SET OF TASKS -
1 - Copy the passage on Nigeria's labour advisory council word for word, everything from "But this varying" down to "by year end.".
2 - Translate this sentence from the passage on Nigeria's labour advisory council into Spanish: "Expectations are, therefore, high as the council converges on Owerri."

EXERCISE PASSAGE -
################

The list is too long. The Ministry got more than it bargained, but it succeeded largely, apprehending 1,425 trade disputes and complaints, with 788 disputes completely resolved, 37 cases referred to Industrial Arbitration Panel, IAP; 600 pending at various stages of conciliation, thus, rendering both the IAP and the industrial court somewhat idle.

But this varying level of multiple social dialogue did not take the place of NLAC as agitations continued, especially in the wake of disputes surrounding the minimum wage and   appointments into the tripartite National Insurance Trust Fund, NSITF, in 2018 and 2019. However, budgetary constraints was given by the Ministry as reason for failure to convene the labour council. But hope rose in 2019 as the Minister upon re-appointment, promised the council would be convened by year end.

“So everything being equal this important forum for tripartite dialogue will soon meet. I expect greater synergy, more so as I have stated that all the tripartite members must work together to assist Mr. President realise his promise to lift 100 million Nigerians from poverty in the next ten years. The effort starts now,” Ngige said. While the promise didn’t materialise in the short period leading to the end of 2019, the outbreak of COVID-19 in 2020 no doubt made it impossible in a world of work convulsed by the pandemic.

Expectations are, therefore, high as the council converges on Owerri. Emerging tripartite issues such as the planned amendment of the Minimum Wage Act by the National Assembly to break its exclusivity and reschedule it into the concurrent list will definitely get a mention. The labour centres are already up in arms over the amendment that would cede to the state governments, constitutional competence to decide what the least worker earns as a wage. The council will take a stock of anti-labour practices such as casualisation, working poor as well as introspect into the expatriate quota which, labour watchers say, has been observed better in breach in a country where millions of youths are out of job, with the Nigeria Bureau of Statistics recently placing unemployment rate at 34 per cent.

The minister has stridently battled to arrest the phenomenon with the Ministry of Interior since 2016 but the efforts may not have paid off significantly. However, the job content clause which the Federal Executive Council in 2019 attached to all contracts passing through it may be an off-shoot of this effort. Similarly, the effectiveness of the NLAC on anti-labour practices will also depend on the efficient functioning of the Inspectorate and Industrial Relations department of the Labour Ministry because even with 10,098 factories so far inspected across the country, the effect still compares to a little above a drop in the ocean.

While social dialogue, tripartism and future of work will also feature in the discussion, the forum will further give consideration to two memoranda: One on ratification of ILO Convention C143 on Migrant Workers of 1975 and ILO Convention C181 on Private Employment Agencies Convention 1997. The world of work in the era of COVID-19 pandemic where the ILO has warned that 1.6billion workers in the informal economy, half the global workforce, are in danger of losing livelihood, is just as topical as the review of the labour laws.

Recall that the Ministry had in March 2020 in Lagos initiated the review of national labour bills in liaison with social partners. Some of the bills being reviewed include Elimination of Sexual Harassment in the Work Place, Labour Migration, Elimination of Child Labour, the Promotion of Gender Equality, Occupational Safety and Health as well as the restructuring of the IAP, National Labour Advisory Council and the office of the Registrar of Trade Union to ensure better and effective performance.

Therefore, while the president who has shown unprecedented support to the cause of Nigerian workers declares the event open, fresh ideas from the technical sessions is expected to form significant contributions not just to the Federal Government’s pro-employment macroeconomic policies but also lend a helping hand to the sagging tenor of national industrial relations, once again being hobbled by harsh economic realities.

################

DATA FOR REVIEW -
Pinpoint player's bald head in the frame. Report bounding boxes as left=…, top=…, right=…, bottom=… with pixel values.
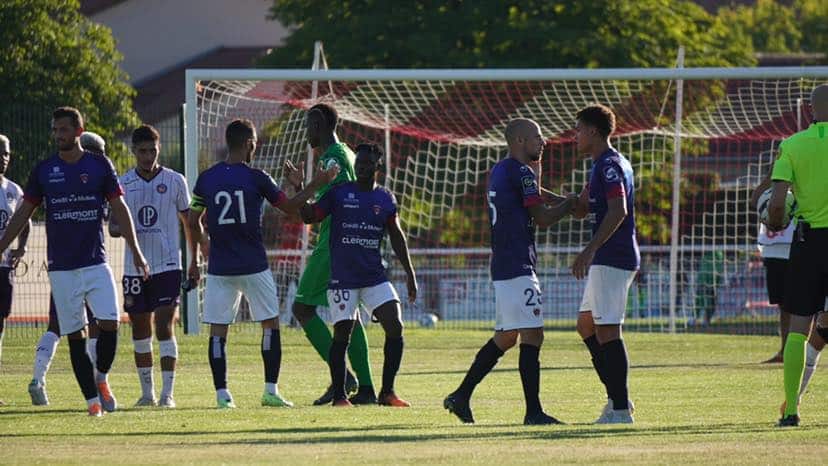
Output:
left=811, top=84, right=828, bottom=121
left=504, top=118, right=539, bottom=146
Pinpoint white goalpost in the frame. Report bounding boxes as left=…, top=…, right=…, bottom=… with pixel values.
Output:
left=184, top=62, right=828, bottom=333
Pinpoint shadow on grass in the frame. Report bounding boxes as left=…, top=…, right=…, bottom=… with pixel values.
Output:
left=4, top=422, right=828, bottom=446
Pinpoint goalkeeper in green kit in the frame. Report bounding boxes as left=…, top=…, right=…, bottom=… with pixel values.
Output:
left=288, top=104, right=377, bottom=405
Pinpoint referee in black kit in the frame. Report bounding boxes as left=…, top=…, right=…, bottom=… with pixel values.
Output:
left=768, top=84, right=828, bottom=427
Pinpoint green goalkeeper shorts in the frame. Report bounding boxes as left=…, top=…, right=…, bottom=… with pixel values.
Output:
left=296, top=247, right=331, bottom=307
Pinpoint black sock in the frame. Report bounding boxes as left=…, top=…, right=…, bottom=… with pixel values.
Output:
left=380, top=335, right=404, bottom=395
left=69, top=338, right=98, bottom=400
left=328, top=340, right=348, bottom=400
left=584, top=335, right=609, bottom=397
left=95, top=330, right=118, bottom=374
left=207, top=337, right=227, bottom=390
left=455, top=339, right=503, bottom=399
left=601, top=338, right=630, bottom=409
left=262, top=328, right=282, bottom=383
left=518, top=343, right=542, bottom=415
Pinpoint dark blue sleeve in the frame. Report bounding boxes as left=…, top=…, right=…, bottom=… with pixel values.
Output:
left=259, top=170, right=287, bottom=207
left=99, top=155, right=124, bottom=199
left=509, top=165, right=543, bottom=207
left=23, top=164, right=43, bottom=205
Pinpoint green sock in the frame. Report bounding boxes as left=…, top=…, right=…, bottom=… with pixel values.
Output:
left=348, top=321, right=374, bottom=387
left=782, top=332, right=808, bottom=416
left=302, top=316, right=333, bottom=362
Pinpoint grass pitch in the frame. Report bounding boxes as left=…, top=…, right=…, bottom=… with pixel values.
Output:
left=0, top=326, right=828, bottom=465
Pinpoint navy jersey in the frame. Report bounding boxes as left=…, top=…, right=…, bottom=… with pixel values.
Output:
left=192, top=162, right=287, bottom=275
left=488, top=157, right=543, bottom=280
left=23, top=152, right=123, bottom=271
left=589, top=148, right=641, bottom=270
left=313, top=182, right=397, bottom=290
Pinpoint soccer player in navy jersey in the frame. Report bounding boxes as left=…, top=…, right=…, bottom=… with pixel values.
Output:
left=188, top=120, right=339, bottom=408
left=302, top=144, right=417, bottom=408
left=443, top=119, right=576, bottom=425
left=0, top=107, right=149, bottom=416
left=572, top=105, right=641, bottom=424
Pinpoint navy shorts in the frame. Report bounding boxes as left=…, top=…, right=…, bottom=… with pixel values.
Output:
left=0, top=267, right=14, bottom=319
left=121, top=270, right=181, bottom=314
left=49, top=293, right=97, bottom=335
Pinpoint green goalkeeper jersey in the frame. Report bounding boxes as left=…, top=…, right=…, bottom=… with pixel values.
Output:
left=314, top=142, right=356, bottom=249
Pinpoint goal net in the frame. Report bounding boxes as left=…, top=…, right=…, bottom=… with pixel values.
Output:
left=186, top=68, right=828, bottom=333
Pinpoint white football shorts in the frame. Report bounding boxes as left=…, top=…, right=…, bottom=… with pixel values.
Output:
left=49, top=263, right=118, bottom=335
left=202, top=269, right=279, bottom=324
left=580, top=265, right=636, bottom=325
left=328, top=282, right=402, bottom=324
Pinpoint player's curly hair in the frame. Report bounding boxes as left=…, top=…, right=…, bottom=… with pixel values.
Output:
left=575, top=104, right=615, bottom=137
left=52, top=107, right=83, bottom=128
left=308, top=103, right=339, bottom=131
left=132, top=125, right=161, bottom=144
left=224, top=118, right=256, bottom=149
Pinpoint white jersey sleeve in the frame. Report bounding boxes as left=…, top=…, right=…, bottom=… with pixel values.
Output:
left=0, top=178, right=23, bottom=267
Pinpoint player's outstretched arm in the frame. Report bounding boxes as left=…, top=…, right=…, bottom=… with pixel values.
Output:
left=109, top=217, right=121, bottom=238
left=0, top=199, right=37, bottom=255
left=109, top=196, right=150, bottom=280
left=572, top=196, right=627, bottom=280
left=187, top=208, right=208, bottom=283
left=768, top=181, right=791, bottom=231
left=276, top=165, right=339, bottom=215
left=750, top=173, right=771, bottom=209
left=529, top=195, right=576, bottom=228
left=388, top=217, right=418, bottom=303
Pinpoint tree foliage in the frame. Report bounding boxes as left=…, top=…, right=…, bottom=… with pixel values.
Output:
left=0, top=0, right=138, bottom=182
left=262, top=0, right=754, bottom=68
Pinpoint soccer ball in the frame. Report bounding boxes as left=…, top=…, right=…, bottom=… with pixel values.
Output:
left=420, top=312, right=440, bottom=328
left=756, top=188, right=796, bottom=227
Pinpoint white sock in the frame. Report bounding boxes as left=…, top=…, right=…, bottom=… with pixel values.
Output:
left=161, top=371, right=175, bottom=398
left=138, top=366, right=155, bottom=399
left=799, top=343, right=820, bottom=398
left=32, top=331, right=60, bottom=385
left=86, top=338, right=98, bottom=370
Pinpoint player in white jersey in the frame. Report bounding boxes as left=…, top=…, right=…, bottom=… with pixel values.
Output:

################

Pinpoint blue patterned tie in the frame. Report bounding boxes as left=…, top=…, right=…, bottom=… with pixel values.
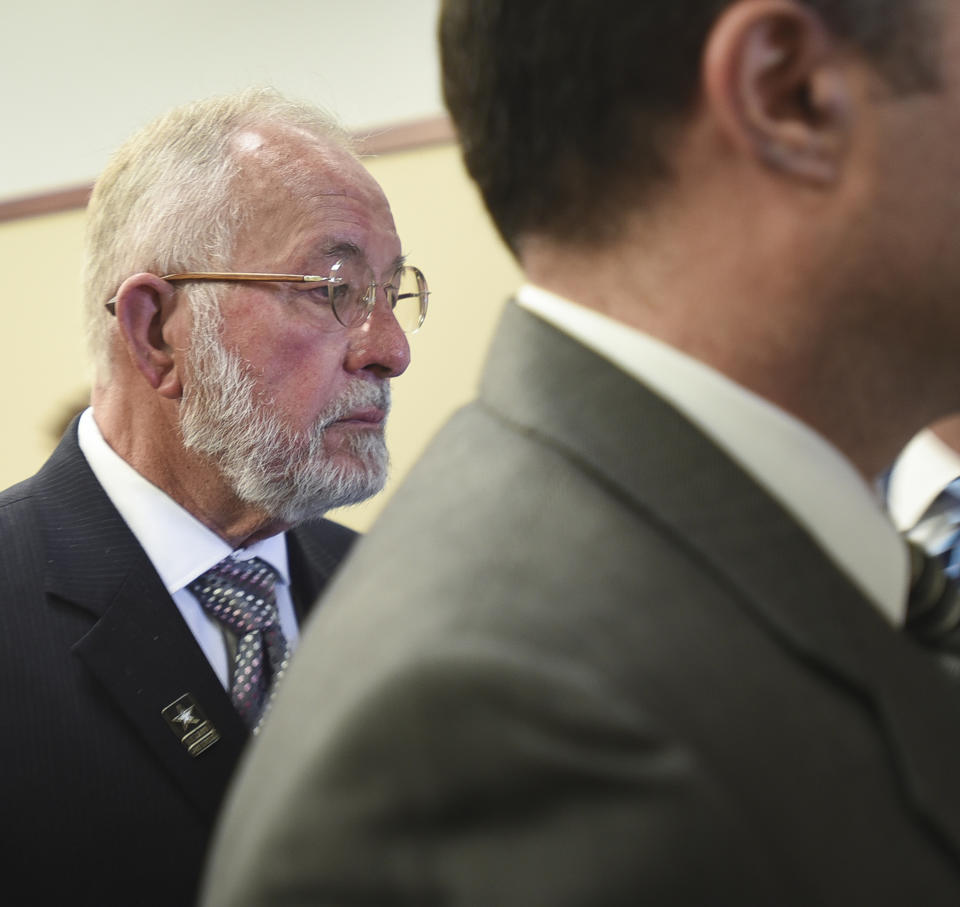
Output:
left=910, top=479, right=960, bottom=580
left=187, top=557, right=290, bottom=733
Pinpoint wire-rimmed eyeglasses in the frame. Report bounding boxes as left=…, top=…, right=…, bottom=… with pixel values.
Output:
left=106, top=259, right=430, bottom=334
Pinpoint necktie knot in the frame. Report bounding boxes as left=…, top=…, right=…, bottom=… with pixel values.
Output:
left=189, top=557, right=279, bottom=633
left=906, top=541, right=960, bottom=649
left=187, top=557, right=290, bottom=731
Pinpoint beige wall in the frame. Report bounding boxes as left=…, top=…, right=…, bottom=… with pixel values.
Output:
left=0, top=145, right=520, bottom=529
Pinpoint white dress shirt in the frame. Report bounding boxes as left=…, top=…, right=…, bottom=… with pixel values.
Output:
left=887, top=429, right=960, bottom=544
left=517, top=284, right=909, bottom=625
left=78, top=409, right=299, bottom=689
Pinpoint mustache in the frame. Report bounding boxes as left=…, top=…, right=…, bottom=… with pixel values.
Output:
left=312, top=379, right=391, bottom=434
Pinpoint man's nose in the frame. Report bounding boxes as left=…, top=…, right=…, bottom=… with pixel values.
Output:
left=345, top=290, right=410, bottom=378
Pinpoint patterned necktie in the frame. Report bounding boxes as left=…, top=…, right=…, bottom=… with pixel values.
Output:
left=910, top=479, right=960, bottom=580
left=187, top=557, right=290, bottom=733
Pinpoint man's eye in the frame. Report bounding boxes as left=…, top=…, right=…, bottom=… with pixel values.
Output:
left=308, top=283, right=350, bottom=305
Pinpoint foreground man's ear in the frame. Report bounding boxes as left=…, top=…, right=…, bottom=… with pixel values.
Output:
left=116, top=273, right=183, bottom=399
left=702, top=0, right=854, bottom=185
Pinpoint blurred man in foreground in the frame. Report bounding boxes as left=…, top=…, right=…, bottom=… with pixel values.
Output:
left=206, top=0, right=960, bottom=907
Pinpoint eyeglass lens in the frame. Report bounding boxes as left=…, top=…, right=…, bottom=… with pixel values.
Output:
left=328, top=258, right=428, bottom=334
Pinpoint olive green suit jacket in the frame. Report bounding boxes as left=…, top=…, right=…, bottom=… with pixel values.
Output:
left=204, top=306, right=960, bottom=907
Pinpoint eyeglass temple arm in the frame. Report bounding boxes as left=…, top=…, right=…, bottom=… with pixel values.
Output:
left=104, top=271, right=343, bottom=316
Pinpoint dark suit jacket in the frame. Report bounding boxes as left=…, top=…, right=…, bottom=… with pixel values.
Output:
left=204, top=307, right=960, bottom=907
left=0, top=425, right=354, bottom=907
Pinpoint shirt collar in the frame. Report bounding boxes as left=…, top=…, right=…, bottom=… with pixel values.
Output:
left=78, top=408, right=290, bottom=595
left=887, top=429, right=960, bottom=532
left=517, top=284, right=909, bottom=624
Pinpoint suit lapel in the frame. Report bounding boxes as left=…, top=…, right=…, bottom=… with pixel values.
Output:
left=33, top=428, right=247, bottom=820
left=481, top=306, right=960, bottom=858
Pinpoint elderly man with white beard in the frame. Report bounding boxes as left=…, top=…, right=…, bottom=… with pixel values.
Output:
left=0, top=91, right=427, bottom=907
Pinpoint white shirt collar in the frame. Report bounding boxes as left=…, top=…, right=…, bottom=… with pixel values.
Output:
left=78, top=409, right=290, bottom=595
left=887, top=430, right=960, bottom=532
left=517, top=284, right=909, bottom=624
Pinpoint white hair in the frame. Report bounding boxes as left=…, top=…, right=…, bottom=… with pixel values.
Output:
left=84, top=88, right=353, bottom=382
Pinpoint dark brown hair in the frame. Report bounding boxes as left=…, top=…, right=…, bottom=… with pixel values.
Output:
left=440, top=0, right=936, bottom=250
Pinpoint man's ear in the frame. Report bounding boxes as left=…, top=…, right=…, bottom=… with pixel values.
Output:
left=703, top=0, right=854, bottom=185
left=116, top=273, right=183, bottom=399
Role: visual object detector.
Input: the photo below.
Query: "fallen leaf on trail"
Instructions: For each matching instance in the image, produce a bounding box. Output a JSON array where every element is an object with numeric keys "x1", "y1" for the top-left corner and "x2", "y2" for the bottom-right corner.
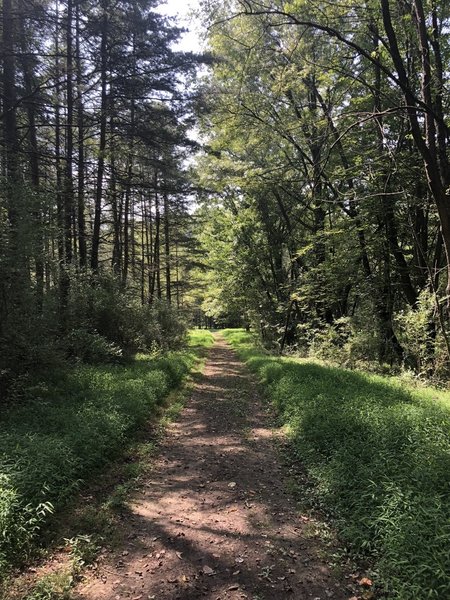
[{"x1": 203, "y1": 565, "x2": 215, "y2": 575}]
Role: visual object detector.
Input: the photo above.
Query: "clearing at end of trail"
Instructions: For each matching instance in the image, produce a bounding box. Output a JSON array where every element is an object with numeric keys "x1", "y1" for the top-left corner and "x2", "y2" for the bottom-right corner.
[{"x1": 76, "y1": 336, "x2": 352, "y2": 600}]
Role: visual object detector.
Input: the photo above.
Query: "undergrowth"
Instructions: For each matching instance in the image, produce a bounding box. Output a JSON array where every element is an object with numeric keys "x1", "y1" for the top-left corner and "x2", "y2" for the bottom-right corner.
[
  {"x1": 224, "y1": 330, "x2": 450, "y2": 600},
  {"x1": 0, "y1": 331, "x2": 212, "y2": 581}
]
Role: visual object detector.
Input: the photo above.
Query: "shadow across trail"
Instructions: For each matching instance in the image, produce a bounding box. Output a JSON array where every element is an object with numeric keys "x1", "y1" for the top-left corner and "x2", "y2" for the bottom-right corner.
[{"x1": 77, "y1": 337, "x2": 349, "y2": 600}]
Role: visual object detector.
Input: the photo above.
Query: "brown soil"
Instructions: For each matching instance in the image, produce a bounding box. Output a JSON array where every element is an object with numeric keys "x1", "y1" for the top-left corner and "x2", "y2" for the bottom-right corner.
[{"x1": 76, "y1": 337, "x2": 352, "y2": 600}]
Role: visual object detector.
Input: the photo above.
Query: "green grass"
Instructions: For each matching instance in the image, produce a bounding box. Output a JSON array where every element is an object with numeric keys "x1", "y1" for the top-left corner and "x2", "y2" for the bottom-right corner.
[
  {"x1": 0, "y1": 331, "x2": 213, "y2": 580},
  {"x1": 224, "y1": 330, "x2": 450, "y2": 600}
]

################

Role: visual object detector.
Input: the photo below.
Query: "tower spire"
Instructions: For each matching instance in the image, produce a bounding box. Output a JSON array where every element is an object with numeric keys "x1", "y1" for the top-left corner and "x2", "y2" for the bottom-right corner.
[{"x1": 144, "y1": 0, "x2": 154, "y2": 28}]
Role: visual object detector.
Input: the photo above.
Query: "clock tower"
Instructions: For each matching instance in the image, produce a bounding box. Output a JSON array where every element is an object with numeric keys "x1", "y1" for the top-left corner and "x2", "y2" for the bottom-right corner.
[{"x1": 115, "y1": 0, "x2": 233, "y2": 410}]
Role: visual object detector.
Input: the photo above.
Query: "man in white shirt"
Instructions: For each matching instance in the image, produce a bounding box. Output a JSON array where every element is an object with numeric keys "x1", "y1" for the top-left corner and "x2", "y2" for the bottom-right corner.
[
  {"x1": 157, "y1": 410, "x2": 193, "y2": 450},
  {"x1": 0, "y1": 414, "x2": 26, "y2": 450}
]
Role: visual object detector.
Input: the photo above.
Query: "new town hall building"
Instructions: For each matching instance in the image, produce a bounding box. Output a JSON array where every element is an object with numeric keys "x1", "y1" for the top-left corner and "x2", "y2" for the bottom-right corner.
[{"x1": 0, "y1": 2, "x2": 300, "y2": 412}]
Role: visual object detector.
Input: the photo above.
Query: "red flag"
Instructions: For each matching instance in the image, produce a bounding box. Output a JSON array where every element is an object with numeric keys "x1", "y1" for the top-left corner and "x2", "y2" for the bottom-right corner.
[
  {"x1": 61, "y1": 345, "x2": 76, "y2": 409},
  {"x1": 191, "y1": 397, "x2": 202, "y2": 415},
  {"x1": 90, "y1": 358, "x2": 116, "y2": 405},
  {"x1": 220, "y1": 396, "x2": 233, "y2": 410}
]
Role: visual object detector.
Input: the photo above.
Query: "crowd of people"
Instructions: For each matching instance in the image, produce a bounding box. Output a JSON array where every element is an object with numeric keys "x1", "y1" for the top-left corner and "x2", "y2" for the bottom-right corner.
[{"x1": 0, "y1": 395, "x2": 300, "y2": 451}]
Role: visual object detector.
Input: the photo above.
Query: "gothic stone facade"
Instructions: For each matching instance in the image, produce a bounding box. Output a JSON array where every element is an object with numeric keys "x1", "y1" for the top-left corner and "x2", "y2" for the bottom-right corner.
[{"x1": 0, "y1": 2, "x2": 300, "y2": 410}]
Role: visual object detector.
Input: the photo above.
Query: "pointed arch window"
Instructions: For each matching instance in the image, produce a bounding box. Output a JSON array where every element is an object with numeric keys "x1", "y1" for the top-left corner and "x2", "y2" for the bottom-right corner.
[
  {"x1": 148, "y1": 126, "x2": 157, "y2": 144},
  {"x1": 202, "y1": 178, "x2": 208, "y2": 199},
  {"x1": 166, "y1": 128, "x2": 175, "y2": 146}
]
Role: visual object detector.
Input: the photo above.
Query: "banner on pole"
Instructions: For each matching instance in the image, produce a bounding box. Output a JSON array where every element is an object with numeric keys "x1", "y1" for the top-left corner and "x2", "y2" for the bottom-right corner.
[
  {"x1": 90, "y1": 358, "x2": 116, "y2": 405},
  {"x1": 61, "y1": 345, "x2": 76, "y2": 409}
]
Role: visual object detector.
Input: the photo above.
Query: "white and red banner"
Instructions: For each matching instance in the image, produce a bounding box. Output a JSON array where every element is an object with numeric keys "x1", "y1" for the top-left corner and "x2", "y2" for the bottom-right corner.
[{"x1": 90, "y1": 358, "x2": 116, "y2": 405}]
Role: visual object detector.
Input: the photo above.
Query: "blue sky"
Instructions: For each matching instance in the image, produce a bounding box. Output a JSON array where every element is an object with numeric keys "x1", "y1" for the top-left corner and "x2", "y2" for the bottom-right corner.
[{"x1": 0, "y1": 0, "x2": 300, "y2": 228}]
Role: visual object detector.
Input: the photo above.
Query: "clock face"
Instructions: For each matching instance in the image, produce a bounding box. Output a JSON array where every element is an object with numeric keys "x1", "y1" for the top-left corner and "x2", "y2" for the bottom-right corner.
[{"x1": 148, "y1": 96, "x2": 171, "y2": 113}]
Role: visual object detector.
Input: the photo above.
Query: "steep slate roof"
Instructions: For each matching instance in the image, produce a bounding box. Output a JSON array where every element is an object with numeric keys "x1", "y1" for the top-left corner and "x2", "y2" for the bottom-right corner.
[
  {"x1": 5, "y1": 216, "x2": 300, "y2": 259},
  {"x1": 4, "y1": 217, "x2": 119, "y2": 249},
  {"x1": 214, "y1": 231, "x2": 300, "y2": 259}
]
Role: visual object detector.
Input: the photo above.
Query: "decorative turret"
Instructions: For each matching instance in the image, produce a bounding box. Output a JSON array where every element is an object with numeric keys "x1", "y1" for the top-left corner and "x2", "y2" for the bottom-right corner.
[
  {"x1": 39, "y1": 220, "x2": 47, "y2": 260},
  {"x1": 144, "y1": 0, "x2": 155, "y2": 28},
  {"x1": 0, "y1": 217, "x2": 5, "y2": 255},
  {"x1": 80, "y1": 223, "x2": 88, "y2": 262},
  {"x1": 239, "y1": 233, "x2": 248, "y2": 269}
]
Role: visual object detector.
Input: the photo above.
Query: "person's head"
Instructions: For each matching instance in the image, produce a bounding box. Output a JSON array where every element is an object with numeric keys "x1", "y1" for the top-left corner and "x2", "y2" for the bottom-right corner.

################

ANSWER SECTION -
1 -
But this varying level of multiple social dialogue did not take the place of NLAC as agitations continued, especially in the wake of disputes surrounding the minimum wage and   appointments into the tripartite National Insurance Trust Fund, NSITF, in 2018 and 2019. However, budgetary constraints was given by the Ministry as reason for failure to convene the labour council. But hope rose in 2019 as the Minister upon re-appointment, promised the council would be convened by year end.

2 - Por lo tanto, las expectativas son altas mientras el consejo se reúne en Owerri.